## Stated task
Copy out all of the material exactly.

## Raw records
:::::
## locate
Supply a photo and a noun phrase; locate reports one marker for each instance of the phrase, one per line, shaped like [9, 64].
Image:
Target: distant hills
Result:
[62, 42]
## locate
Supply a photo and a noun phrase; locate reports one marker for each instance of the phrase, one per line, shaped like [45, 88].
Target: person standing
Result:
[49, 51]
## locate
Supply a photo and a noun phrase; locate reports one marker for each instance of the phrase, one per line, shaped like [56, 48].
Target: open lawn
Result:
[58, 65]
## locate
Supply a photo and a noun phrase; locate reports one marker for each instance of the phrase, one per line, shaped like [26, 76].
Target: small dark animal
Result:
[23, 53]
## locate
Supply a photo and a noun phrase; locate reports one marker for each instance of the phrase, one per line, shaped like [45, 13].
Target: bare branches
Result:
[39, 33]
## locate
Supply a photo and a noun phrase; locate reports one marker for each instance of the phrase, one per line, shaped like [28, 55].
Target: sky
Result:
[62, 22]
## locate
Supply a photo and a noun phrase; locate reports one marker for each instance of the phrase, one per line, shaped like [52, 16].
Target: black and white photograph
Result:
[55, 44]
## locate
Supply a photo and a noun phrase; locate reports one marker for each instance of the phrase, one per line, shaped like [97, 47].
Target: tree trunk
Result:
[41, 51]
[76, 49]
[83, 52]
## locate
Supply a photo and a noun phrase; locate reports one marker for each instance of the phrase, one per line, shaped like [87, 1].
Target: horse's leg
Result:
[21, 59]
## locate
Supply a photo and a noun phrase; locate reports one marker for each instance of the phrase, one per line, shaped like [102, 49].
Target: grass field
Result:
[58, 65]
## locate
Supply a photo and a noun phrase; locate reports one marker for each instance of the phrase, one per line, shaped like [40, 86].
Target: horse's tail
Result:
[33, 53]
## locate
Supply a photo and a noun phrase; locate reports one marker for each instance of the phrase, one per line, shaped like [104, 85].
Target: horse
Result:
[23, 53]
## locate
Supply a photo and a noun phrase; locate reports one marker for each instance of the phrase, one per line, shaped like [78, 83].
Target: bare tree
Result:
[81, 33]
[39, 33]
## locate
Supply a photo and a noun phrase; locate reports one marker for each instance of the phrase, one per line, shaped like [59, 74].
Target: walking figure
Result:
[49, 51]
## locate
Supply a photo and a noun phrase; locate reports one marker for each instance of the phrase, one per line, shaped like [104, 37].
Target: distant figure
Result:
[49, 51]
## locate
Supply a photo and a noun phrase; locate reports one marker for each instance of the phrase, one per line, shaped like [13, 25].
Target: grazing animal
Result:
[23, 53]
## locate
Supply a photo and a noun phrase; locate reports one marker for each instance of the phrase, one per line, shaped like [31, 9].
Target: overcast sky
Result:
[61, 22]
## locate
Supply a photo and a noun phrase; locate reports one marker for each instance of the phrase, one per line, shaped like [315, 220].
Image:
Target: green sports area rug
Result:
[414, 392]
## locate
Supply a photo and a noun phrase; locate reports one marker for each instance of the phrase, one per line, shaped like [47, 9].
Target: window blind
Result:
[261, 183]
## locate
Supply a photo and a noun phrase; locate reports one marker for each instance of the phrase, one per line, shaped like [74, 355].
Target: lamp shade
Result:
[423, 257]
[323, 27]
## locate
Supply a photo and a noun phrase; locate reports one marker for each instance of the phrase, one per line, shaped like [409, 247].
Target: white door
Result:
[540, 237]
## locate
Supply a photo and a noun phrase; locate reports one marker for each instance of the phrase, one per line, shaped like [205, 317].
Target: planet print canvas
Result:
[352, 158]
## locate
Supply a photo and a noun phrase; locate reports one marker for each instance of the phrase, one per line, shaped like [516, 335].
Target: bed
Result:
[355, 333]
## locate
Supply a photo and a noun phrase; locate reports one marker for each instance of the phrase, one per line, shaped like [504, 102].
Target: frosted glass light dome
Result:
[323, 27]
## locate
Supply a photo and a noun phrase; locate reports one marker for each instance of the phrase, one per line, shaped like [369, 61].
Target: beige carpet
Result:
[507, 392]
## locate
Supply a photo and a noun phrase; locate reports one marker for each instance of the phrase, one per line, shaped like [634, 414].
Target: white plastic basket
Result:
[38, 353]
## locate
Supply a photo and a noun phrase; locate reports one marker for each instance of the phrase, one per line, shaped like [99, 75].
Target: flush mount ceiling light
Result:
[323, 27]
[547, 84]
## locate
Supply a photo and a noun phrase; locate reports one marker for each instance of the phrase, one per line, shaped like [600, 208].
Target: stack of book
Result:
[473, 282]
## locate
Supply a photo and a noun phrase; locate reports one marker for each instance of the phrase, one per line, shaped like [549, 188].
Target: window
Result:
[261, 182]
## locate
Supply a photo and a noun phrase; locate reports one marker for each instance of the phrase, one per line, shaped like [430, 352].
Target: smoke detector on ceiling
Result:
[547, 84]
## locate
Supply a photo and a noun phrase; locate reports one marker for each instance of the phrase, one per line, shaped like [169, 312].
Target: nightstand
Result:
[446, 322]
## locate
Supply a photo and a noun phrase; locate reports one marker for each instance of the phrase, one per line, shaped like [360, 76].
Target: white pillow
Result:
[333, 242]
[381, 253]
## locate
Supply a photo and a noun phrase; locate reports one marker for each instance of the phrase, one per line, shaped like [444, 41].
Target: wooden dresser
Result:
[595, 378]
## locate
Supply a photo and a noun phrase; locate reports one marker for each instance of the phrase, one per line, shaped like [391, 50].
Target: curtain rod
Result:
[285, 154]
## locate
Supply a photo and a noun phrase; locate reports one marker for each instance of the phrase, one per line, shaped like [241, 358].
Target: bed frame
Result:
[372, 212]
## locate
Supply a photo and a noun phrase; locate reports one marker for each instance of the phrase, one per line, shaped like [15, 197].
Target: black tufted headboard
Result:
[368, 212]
:::::
## Solution
## locate
Supply a photo and a noun phrase; locate reports one marker for each instance of the phrase, one per line, shaped like [9, 64].
Image:
Target: distant hills
Result:
[62, 42]
## locate
Supply a photo and a noun phrase; locate reports one marker for each instance of the phrase, one per line, shaped like [45, 88].
Target: person standing
Result:
[49, 51]
## locate
Supply a photo and a noun phrase; locate reports one marker for each instance of the phrase, one per line, shaped like [56, 48].
Target: open lawn
Result:
[58, 65]
## locate
Supply a photo and a noun phrase; locate reports one marker for each instance of the phrase, one per line, shaped like [26, 76].
Target: small dark animal
Result:
[23, 53]
## locate
Supply a photo and a noun phrase; locate reports one marker for each instance of the phrase, one per line, shaped like [45, 13].
Target: bare branches
Result:
[39, 33]
## locate
Supply a photo and a noun phrase; locate reports one marker for each instance of the phrase, one per line, shaped like [28, 55].
Target: sky
Result:
[62, 22]
## locate
Supply a photo and a noun phrase; locate reports one marker for each instance of the phrase, one per line, shaped like [52, 16].
Target: black and white photograph
Result:
[55, 44]
## locate
Supply a photo and a noun phrase; locate reports one marker for each instance of the phrase, one per line, shaped like [97, 47].
Target: tree trunk
Result:
[41, 51]
[76, 49]
[83, 52]
## locate
Supply a photo and a noun phrase; locate reports one marker for each instance of the phrase, one per line, shaped like [87, 1].
Target: horse's leg
Result:
[21, 59]
## locate
Supply a photo and a noun phrase; locate reports one marker for each instance of the phrase, one per line, shaped like [102, 49].
Target: grass field
Result:
[58, 65]
## locate
Supply a photo and a noun phrase; locate reports one marker for each instance of the phrase, one per line, shaped like [40, 86].
Target: horse's tail
Result:
[33, 53]
## locate
Supply a photo and a noun phrase; locate reports one marker for each instance of the phrase, one per line, shaped like [104, 85].
Target: horse
Result:
[23, 53]
## locate
Supply a photo and a noun phrase; locate reports one marker for each instance of the phrase, one per line, shaped like [78, 83].
Target: bare tree
Result:
[81, 33]
[39, 33]
## locate
Supply a photo and a noun phrase; locate reports one marker for each instance of the phrase, one per line, shaped like [59, 74].
Target: walking figure
Result:
[49, 51]
## locate
Supply a photo and a noun phrase; locate reports one marker for each instance of the phrase, one per line, shaped like [104, 37].
Target: distant figure
Result:
[49, 51]
## locate
Supply a photo and a noun phrase; locate reports one marker for each instance of the phrase, one per line, shaped like [13, 25].
Target: grazing animal
Result:
[23, 53]
## locate
Supply a photo and a noun phrase; locate reports one marker for each instance of the phrase, one per line, shaped like [31, 9].
Target: overcast sky
Result:
[61, 22]
## locate
Supply a photo and a noun phrase; locate reports one marker for each instance of the phrase, one per line, shaped like [315, 220].
Image:
Target: green sports area rug
Result:
[414, 392]
## locate
Supply a photo and a noun phrase; locate reports one marker for each instance of the phrase, one per line, shaped like [47, 9].
Target: window blind
Result:
[261, 183]
## locate
Supply a photo and a noun phrase; locate reports one marker for each instance of the phrase, one per line, shaped like [74, 355].
Target: lamp shade
Result:
[423, 257]
[323, 27]
## locate
Supply a photo and a noun phrase; locate reports one marker for each instance of the phrase, one per line, shaped like [409, 247].
Target: white door
Result:
[540, 237]
## locate
Supply a photo and a noun phrase; locate reports one marker for each instance of the phrase, one per line, shaped like [205, 317].
Target: planet print canvas
Result:
[352, 158]
## locate
Supply a photo and a noun phrase; locate reports one marker for each instance of the phrase, one per line, shaped like [516, 335].
Target: bed
Result:
[355, 333]
## locate
Supply a photo and a noun phrase; locate reports one marker for each instance of the phrase, one per line, shaped like [504, 102].
Target: frosted glass light dome
Result:
[323, 27]
## locate
Supply a photo and a noun phrase; locate reports one marker for each instance of the phrase, one per line, shaped like [369, 61].
Target: beige carpet
Result:
[507, 392]
## locate
Supply a photo and a noun phrase; locate reports one marker for each instance of the phrase, one per line, shaped like [634, 414].
Target: white plastic basket
Result:
[38, 353]
## locate
Supply a photo and a noun phrase; locate reports one marker for each instance of the phrase, one per line, shaped like [99, 75].
Target: flush mount ceiling light
Result:
[323, 27]
[547, 84]
## locate
Supply a photo and a noun phrase; locate reports one marker for each instance of the phrase, one per line, shaped like [600, 208].
Target: stack of book
Result:
[473, 282]
## locate
Supply a photo and a noun phrase; locate reports one marker for each instance of the phrase, one per line, shaped like [549, 188].
Target: window
Result:
[261, 182]
## locate
Supply a photo and a noun phrase; locate reports one marker for each instance of the phrase, one per line, shaped like [430, 352].
Target: smoke detector on ceiling
Result:
[547, 84]
## locate
Supply a photo and a noun phrase; locate reports one marker for each instance of the phrase, one per line, shaped like [169, 312].
Target: nightstand
Result:
[446, 322]
## locate
Supply a photo and a noun phrase; locate reports one marker for each instance of the phrase, one per line, shaped like [360, 76].
Target: white pillow
Result:
[333, 242]
[381, 253]
## locate
Supply a photo and a noun phrase; locate reports one marker for each instance of the phrase, one per line, shaped like [444, 41].
Target: wooden dresser
Result:
[595, 378]
## locate
Supply a photo and a noun phrase; locate reports one marker for each instance of the phrase, one per line, shaped like [391, 50].
Target: curtain rod
Result:
[285, 154]
## locate
Supply a photo and a noun phrase; locate reports one marker for each instance of the phrase, one per line, shaped like [241, 358].
Target: bed frame
Result:
[372, 212]
## locate
Supply a photo and a noun phrase; locate reports one marker for each instance of the phrase, one per line, shaped like [15, 197].
Target: black tufted headboard
Result:
[368, 212]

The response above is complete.